> [PROVIDED RECORDS]
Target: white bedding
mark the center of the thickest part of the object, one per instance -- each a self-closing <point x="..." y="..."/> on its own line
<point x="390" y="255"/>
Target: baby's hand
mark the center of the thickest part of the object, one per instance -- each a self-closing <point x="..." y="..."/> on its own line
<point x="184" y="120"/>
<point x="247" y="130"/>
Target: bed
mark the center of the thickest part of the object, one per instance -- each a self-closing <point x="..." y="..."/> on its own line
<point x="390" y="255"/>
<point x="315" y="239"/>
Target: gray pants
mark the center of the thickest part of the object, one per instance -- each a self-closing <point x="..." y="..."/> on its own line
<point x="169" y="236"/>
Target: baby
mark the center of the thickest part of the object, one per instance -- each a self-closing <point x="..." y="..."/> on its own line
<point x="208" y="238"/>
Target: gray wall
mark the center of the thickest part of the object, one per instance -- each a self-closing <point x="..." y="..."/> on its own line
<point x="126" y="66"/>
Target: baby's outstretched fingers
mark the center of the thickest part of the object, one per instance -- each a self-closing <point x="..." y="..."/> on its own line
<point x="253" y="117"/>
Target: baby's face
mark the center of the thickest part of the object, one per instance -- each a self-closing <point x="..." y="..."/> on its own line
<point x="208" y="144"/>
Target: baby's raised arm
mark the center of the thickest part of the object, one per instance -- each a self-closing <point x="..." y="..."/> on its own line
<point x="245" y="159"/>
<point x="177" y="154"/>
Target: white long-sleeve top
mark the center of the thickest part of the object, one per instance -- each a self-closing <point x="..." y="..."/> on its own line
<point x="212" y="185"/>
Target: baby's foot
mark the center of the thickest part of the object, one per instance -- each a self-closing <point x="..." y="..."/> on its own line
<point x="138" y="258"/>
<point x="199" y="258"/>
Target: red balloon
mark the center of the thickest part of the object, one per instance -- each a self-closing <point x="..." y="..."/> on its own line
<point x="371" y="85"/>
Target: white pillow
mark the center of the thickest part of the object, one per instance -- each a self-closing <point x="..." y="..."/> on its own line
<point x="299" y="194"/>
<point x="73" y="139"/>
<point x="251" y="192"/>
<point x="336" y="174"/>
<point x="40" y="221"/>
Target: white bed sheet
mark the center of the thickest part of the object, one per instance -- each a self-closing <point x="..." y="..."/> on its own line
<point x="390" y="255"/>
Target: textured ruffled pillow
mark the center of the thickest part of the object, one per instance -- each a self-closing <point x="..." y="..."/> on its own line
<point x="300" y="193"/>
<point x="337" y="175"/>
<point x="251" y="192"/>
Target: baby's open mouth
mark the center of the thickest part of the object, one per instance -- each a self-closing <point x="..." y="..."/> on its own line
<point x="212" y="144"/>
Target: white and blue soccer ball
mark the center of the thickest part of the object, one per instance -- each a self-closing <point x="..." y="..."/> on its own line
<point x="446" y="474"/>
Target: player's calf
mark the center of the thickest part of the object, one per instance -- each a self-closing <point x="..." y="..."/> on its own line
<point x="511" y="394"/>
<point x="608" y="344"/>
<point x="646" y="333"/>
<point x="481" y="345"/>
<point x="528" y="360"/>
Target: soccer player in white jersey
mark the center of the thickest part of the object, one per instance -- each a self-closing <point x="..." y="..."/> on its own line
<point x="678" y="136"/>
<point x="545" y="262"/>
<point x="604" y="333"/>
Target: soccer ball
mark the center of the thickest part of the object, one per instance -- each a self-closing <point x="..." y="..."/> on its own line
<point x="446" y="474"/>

> [ACTIVITY]
Read through the material above, and whenever a line contains "player", copy it.

> [FINISHED TASK]
Target: player's calf
Target: soccer player in white jersey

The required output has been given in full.